### Description of the task
From the data below, return only the lines from the one with "If you would be willing to indicate the horse's" through the one with "If you would be willing to indicate the rider's", exact and inclusive, with pictures left out.

### Material shown
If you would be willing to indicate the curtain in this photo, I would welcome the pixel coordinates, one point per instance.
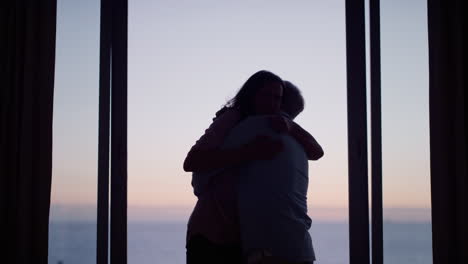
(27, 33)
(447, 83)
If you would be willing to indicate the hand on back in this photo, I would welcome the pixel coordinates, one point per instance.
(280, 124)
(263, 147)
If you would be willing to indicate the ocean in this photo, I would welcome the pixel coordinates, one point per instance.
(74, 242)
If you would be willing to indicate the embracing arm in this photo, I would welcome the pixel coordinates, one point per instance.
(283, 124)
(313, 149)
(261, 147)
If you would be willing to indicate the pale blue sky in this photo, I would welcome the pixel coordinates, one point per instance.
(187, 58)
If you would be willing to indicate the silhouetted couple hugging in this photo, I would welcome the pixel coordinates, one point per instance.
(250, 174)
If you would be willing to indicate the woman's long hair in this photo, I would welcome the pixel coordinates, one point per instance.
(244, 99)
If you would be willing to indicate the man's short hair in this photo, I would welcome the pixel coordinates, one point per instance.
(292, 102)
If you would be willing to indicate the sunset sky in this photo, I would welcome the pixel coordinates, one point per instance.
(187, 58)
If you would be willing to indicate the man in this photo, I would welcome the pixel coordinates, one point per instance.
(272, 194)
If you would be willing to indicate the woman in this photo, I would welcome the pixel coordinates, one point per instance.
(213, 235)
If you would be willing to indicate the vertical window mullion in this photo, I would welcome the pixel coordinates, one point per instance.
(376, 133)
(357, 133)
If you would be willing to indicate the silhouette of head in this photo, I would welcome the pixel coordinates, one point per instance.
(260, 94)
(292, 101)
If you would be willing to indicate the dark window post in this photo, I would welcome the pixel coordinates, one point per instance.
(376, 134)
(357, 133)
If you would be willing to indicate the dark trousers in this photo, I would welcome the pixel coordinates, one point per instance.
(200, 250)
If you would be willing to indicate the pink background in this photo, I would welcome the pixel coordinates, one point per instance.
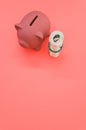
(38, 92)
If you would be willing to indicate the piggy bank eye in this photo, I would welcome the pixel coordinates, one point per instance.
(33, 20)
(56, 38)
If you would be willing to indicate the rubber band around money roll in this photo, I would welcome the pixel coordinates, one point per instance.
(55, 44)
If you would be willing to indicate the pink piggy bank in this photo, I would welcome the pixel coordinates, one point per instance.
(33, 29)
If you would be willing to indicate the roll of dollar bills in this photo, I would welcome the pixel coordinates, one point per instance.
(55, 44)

==

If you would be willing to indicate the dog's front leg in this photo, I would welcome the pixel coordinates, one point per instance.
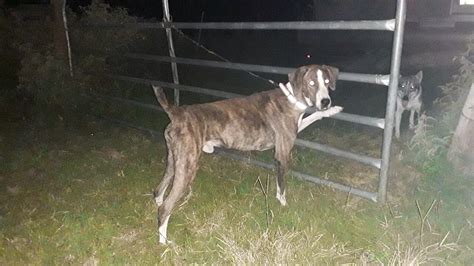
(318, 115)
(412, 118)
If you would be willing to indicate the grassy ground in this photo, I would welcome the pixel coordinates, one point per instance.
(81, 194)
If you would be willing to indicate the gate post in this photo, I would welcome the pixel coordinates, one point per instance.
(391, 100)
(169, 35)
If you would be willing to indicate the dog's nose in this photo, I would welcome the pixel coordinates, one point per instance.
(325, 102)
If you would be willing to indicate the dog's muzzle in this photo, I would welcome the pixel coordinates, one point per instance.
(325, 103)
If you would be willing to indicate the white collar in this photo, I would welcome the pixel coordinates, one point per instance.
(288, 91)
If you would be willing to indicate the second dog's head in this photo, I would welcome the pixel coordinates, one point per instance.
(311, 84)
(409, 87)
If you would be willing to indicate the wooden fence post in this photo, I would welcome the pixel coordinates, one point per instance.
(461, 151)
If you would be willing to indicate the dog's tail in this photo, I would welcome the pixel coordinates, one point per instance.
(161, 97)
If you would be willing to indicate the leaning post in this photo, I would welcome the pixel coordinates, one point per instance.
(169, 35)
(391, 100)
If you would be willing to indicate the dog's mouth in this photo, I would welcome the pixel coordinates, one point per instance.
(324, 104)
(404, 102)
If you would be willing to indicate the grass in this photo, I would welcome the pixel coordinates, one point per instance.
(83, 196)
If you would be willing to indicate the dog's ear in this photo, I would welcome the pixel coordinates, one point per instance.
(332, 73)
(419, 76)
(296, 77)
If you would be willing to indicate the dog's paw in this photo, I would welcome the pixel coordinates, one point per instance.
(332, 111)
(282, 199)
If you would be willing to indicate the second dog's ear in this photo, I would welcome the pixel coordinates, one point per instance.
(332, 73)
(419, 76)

--

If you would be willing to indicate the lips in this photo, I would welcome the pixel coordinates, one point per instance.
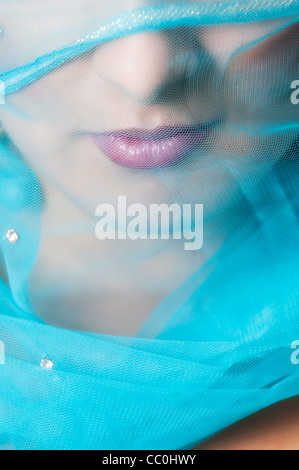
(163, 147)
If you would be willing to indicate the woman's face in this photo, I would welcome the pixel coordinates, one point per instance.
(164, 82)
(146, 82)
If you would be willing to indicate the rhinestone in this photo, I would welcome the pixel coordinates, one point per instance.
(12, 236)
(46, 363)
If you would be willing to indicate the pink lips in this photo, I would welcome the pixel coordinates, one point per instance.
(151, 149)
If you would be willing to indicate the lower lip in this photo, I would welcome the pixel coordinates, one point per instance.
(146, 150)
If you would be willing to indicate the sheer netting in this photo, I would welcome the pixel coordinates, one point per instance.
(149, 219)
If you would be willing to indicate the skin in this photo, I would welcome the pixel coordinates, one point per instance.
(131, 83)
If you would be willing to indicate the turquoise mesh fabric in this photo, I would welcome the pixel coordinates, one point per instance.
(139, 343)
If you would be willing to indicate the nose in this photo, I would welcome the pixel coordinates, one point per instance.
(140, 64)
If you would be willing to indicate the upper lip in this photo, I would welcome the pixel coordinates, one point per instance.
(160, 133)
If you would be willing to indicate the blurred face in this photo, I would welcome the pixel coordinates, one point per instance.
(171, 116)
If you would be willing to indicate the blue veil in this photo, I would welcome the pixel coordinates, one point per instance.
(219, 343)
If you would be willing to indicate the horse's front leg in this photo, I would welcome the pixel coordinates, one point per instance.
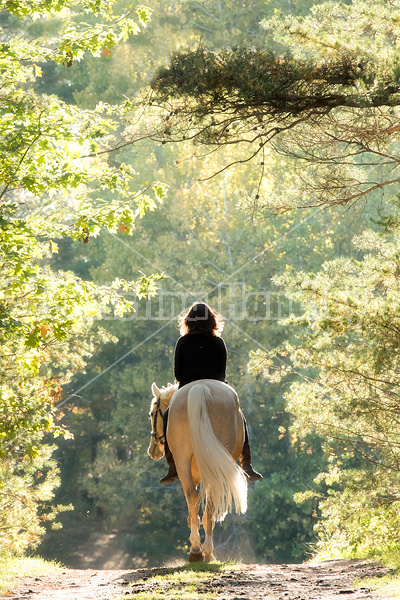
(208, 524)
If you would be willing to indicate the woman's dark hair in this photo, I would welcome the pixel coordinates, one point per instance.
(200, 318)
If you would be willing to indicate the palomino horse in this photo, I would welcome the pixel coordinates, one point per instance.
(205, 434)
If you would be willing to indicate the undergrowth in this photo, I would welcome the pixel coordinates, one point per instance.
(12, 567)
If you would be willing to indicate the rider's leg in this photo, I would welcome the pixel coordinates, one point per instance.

### Answer to the exercise
If you would be willing to indicate the horse's front leg in this photo, I would welcome the pixel coordinates, one point per instance.
(208, 524)
If you would be willing to indicate the woman's dark hair in this photo, I would welcome the pixel coordinates, one point per instance.
(200, 318)
If you would be willing to indicate the palomino horse in this photo, I would welcome the pixel coordinates, one point per instance.
(205, 434)
If you would be willing to indicate the undergrowth in this photo, I would welcome the pixel coordinates, one point per instance.
(12, 567)
If you would be willing to indicate the rider's leg in this photo, I would welcome the pixel coordinates, one point per instance.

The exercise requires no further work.